Render every line of all the items below as a JSON list of strings, one string per line, leaving out blank lines.
== EXERCISE DATA ==
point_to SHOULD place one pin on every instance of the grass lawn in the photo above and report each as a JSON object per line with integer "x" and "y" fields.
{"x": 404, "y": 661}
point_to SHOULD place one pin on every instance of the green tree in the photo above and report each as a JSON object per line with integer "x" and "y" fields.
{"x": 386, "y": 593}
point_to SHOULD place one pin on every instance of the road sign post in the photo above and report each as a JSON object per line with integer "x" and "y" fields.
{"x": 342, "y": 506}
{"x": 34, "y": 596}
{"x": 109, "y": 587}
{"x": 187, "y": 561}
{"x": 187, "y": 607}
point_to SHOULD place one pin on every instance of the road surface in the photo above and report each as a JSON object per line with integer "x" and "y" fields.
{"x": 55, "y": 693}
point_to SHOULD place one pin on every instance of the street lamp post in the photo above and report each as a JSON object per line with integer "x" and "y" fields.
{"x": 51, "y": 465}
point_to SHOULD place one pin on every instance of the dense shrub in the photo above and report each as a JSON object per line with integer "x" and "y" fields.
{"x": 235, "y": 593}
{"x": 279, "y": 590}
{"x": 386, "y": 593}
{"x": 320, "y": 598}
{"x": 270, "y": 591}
===
== SOLUTION BELOW ==
[
  "point_to SHOULD place one pin on every instance of the grass lawn in the photo above and report each as a JSON object per line with integer \"x\" and \"y\" fields.",
  "{\"x\": 404, \"y\": 661}",
  "point_to SHOULD place one pin on every instance of the green tree in the photo above and report each as a JSON object per line with integer \"x\" and \"y\" fields.",
  "{\"x\": 386, \"y\": 593}",
  "point_to SHOULD place one pin on every instance of the road sign post in the photo above and report each as a JSON object per line with integer \"x\" and \"y\" fields.",
  "{\"x\": 342, \"y\": 506}",
  "{\"x\": 34, \"y\": 596}",
  "{\"x\": 109, \"y\": 587}",
  "{\"x\": 187, \"y\": 561}",
  "{\"x\": 187, \"y\": 607}",
  "point_to SHOULD place one pin on every instance of the road surface in the photo above and report each as a JSON object per line with integer \"x\" and \"y\" fields.",
  "{\"x\": 55, \"y\": 693}",
  "point_to SHOULD place one pin on every instance of the street lamp post in the photo above and report each as a JSON object per line with integer \"x\" and \"y\" fields.",
  "{\"x\": 51, \"y\": 465}",
  "point_to SHOULD place one pin on every instance of the dense shrub in the photo above and report each as a JSON object per line with integer \"x\" and \"y\" fields.",
  "{\"x\": 235, \"y\": 593}",
  "{\"x\": 279, \"y\": 590}",
  "{\"x\": 386, \"y\": 593}",
  "{\"x\": 320, \"y\": 598}",
  "{\"x\": 270, \"y\": 591}"
]